===== Document text

Ola Lundqvist wrote:
> Well I do not really understand this. Java code is supposed to be
> portable. If you compile it to machine binaries it is no longer a
> java program and should not be packaged as a such. Non java
> components should be extracted to a separate package IMHO.

I'm staying out of the main topic of this thread since I'm
not much into dselect or rpm packaging (prefer tarballs!).

However, I must point out that the above statement is totally
incorrect, and that compiling to native, of and by itself, does
not make a Java program "no longer a java program".  

A Java program may indeed consist of totally native code.  A 
good example is a JavaME program compiled to native to fit in
a small appliance or smart card architecture.  Such programs
are still Java programs in every sense of the word, even though
they are no longer in bytecode form, and no longer require a
standalone JVM to run (actually, the essential parts of the 
JVM have been compiled in).  Conversely, not all Java bytecode 
files are Java programs, such as bytecode files produced by Ada 
compilers (and yes that has been done).  Those would still be 
Ada programs, not Java programs.  In short,  bytecode != Java.

==========

The request →
Reproduce word for word the stretch of the post on compiling Java to native code from "A Java program may" through "bytecode != Java.".

===== Supplied information

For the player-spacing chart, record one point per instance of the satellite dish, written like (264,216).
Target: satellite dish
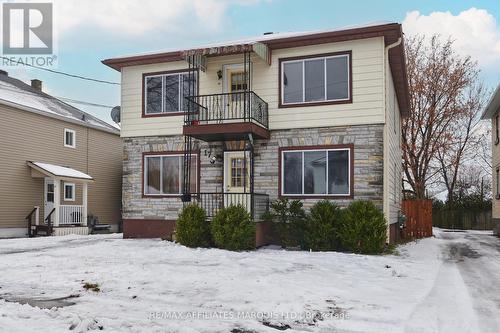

==========

The output →
A Java program may indeed consist of totally native code.  A 
good example is a JavaME program compiled to native to fit in
a small appliance or smart card architecture.  Such programs
are still Java programs in every sense of the word, even though
they are no longer in bytecode form, and no longer require a
standalone JVM to run (actually, the essential parts of the 
JVM have been compiled in).  Conversely, not all Java bytecode 
files are Java programs, such as bytecode files produced by Ada 
compilers (and yes that has been done).  Those would still be 
Ada programs, not Java programs.  In short,  bytecode != Java.